**Set exercise:** Retype the records below word for word and omit any image.

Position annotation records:
....
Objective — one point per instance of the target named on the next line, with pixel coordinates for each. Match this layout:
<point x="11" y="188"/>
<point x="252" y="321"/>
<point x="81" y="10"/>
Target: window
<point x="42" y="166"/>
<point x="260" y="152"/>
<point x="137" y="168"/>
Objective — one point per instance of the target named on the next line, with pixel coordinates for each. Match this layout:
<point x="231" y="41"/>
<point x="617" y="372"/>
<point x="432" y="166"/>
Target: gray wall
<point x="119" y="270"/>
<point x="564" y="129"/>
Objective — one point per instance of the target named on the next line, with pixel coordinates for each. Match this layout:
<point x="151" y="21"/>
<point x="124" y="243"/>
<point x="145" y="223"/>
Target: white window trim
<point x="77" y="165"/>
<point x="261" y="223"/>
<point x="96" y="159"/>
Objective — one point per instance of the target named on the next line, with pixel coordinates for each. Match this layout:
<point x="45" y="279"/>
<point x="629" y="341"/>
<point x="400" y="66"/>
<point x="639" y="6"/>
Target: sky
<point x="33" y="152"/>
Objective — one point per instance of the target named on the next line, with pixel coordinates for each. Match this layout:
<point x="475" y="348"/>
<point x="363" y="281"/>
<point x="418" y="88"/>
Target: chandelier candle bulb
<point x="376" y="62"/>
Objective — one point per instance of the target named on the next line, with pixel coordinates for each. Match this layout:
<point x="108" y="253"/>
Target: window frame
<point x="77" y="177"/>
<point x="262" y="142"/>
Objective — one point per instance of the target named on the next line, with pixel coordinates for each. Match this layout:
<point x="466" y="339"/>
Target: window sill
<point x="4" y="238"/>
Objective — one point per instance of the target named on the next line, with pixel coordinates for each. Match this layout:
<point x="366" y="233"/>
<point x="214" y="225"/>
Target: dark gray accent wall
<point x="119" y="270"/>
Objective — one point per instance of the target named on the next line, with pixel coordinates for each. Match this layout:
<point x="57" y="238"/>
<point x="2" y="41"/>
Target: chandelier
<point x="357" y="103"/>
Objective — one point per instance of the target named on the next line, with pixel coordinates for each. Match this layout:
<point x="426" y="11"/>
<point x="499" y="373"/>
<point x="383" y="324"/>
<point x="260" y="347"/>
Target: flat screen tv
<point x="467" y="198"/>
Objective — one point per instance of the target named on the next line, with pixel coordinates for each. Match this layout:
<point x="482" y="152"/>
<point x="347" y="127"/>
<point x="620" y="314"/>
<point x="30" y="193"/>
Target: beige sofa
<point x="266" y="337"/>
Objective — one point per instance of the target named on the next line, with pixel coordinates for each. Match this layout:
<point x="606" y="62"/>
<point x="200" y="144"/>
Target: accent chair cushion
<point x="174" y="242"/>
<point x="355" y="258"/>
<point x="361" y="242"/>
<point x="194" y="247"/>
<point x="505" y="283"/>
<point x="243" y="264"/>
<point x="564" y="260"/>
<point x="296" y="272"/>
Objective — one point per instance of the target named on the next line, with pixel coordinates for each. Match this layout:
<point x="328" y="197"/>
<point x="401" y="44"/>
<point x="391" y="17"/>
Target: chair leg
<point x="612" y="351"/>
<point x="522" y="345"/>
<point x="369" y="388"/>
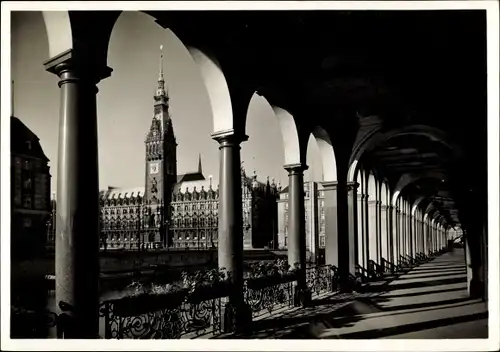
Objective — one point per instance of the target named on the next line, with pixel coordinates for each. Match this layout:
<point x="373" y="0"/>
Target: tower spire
<point x="200" y="170"/>
<point x="160" y="78"/>
<point x="12" y="99"/>
<point x="160" y="91"/>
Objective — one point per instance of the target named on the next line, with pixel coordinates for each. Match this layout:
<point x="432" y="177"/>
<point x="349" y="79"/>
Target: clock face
<point x="153" y="168"/>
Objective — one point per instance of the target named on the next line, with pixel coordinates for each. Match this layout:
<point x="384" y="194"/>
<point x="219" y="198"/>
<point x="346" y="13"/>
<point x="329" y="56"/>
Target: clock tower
<point x="161" y="150"/>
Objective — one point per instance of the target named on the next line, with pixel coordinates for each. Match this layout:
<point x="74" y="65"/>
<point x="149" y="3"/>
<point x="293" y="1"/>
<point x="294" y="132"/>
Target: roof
<point x="116" y="193"/>
<point x="190" y="176"/>
<point x="20" y="134"/>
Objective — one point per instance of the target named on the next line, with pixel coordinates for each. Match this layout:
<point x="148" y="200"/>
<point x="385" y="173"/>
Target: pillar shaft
<point x="397" y="234"/>
<point x="391" y="215"/>
<point x="362" y="260"/>
<point x="372" y="230"/>
<point x="230" y="251"/>
<point x="341" y="240"/>
<point x="77" y="217"/>
<point x="384" y="231"/>
<point x="296" y="220"/>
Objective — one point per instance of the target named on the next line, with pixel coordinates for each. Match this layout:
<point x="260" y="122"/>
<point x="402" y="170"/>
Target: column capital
<point x="82" y="67"/>
<point x="352" y="186"/>
<point x="329" y="185"/>
<point x="228" y="137"/>
<point x="295" y="168"/>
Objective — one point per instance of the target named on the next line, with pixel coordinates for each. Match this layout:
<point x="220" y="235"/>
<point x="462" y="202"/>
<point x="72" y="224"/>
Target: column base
<point x="476" y="289"/>
<point x="302" y="297"/>
<point x="236" y="318"/>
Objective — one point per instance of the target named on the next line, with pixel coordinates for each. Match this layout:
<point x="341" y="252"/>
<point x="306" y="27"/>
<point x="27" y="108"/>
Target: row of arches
<point x="395" y="236"/>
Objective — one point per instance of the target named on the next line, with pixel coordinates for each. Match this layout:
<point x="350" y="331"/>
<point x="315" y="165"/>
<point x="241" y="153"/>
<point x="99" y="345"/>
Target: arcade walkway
<point x="427" y="302"/>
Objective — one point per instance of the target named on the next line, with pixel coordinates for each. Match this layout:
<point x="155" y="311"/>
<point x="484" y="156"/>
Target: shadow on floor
<point x="409" y="285"/>
<point x="425" y="276"/>
<point x="375" y="302"/>
<point x="426" y="325"/>
<point x="412" y="294"/>
<point x="305" y="323"/>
....
**Final result:**
Objective — one point per instance of the target named on the next line, with pixel coordinates for each. Match this layout:
<point x="11" y="188"/>
<point x="252" y="321"/>
<point x="81" y="10"/>
Target: window
<point x="42" y="166"/>
<point x="260" y="152"/>
<point x="137" y="168"/>
Objective — one point per instance of the target named on the next line, with pixel coordinates for each. Match this layout:
<point x="231" y="41"/>
<point x="617" y="372"/>
<point x="432" y="166"/>
Target: gray wall
<point x="119" y="270"/>
<point x="564" y="129"/>
Objective — one point per instance of the target named on the next line, with pixel coordinates for each. Match this layout:
<point x="151" y="21"/>
<point x="124" y="243"/>
<point x="145" y="223"/>
Target: white window trim
<point x="77" y="165"/>
<point x="261" y="223"/>
<point x="96" y="159"/>
Objective — one point per instance of the target named on the next line, with pixel coordinates for each. Match this layout:
<point x="45" y="279"/>
<point x="629" y="341"/>
<point x="400" y="66"/>
<point x="639" y="6"/>
Target: sky
<point x="33" y="152"/>
Objective — one point per instance of the target named on the next line, with pixel coordinates for each. Match this layout:
<point x="475" y="348"/>
<point x="363" y="281"/>
<point x="418" y="88"/>
Target: chandelier candle bulb
<point x="376" y="62"/>
Objective — one point per instance of the target named on the next line, with pixel coordinates for each. Match this layout:
<point x="108" y="253"/>
Target: window frame
<point x="77" y="177"/>
<point x="262" y="142"/>
Objective — one point per instance of the target named on the next line, with pixel coordinates for each. Match this layout:
<point x="466" y="339"/>
Target: window sill
<point x="4" y="238"/>
Objective — one point per instance of the target named on the next line, with pixel coordinates for each. Match this layout:
<point x="366" y="233"/>
<point x="214" y="225"/>
Target: dark gray accent wall
<point x="119" y="270"/>
Objective — one point per instance of the target named on the next line, with pixel coordinates for each. Match this layout:
<point x="57" y="238"/>
<point x="2" y="41"/>
Target: chandelier
<point x="357" y="103"/>
Objective — one point per instance of the target named on the next line, with pixel coordinates for each. Match this layout:
<point x="426" y="11"/>
<point x="499" y="373"/>
<point x="383" y="324"/>
<point x="260" y="347"/>
Target: flat screen tv
<point x="467" y="198"/>
Objective — one point per instance of the target named on the next line, with pixel coordinates for each. Match this layout:
<point x="482" y="152"/>
<point x="347" y="127"/>
<point x="620" y="314"/>
<point x="30" y="193"/>
Target: beige sofa
<point x="266" y="337"/>
Objective — one point per instance of the target named on the next line, with pixel coordinates for each. Match this layout:
<point x="606" y="62"/>
<point x="200" y="144"/>
Target: accent chair cushion
<point x="174" y="242"/>
<point x="355" y="258"/>
<point x="361" y="242"/>
<point x="194" y="247"/>
<point x="505" y="283"/>
<point x="243" y="264"/>
<point x="564" y="260"/>
<point x="296" y="272"/>
Objective — one point per instance of the target named on the next line, with pixel coordinates for each. Match this layout:
<point x="328" y="197"/>
<point x="401" y="44"/>
<point x="391" y="17"/>
Target: chair leg
<point x="612" y="351"/>
<point x="522" y="345"/>
<point x="369" y="388"/>
Objective — one point per instance of the target named on the next line, with pixel coordinates for each. Match this layout:
<point x="373" y="0"/>
Target: tower spire
<point x="200" y="170"/>
<point x="160" y="78"/>
<point x="12" y="99"/>
<point x="160" y="91"/>
Objective — one point per instance of the target named on the next line, with pixel coordinates for each. Match this layout:
<point x="432" y="177"/>
<point x="349" y="79"/>
Target: clock face
<point x="153" y="168"/>
Objective — one point per instance of the target named on the next line, with pixel coordinates for each. Match this layout:
<point x="384" y="194"/>
<point x="219" y="198"/>
<point x="346" y="13"/>
<point x="329" y="56"/>
Target: clock tower
<point x="161" y="150"/>
Objective — one point per instance of the target named on the next line, with pixel coordinates for each. Match this layout:
<point x="74" y="65"/>
<point x="149" y="3"/>
<point x="293" y="1"/>
<point x="294" y="132"/>
Target: roof
<point x="116" y="193"/>
<point x="190" y="176"/>
<point x="20" y="134"/>
Objective — one point per instance of the target named on the next line, with pixel coordinates for each. Match this layout:
<point x="148" y="200"/>
<point x="385" y="173"/>
Target: pillar shaft
<point x="397" y="234"/>
<point x="391" y="215"/>
<point x="362" y="260"/>
<point x="372" y="230"/>
<point x="230" y="251"/>
<point x="341" y="240"/>
<point x="77" y="217"/>
<point x="384" y="231"/>
<point x="296" y="220"/>
Objective — one point per instance of the target named on the next line, with pixel coordinates for each. Match this layout:
<point x="260" y="122"/>
<point x="402" y="170"/>
Target: column capital
<point x="82" y="67"/>
<point x="352" y="186"/>
<point x="329" y="185"/>
<point x="228" y="137"/>
<point x="295" y="168"/>
Objective — one point per instance of the target named on the next line, with pixel coordinates for each. Match this layout:
<point x="220" y="235"/>
<point x="462" y="202"/>
<point x="72" y="224"/>
Target: column base
<point x="476" y="289"/>
<point x="302" y="297"/>
<point x="236" y="318"/>
Objective — one point per instance of the target named on the next line, with pixel coordinates for each. Match this layout:
<point x="341" y="252"/>
<point x="306" y="27"/>
<point x="27" y="108"/>
Target: row of arches
<point x="395" y="236"/>
Objective — one point per instance of the target named on the next line, with pixel coordinates for each. Match this layout:
<point x="350" y="331"/>
<point x="315" y="165"/>
<point x="241" y="153"/>
<point x="99" y="345"/>
Target: arcade walkway
<point x="427" y="302"/>
Objective — one point per instance of the target named on the next line, with pixel coordinates for each. Match this layout:
<point x="155" y="311"/>
<point x="484" y="156"/>
Target: shadow on floor
<point x="409" y="285"/>
<point x="425" y="276"/>
<point x="375" y="302"/>
<point x="426" y="325"/>
<point x="412" y="294"/>
<point x="305" y="323"/>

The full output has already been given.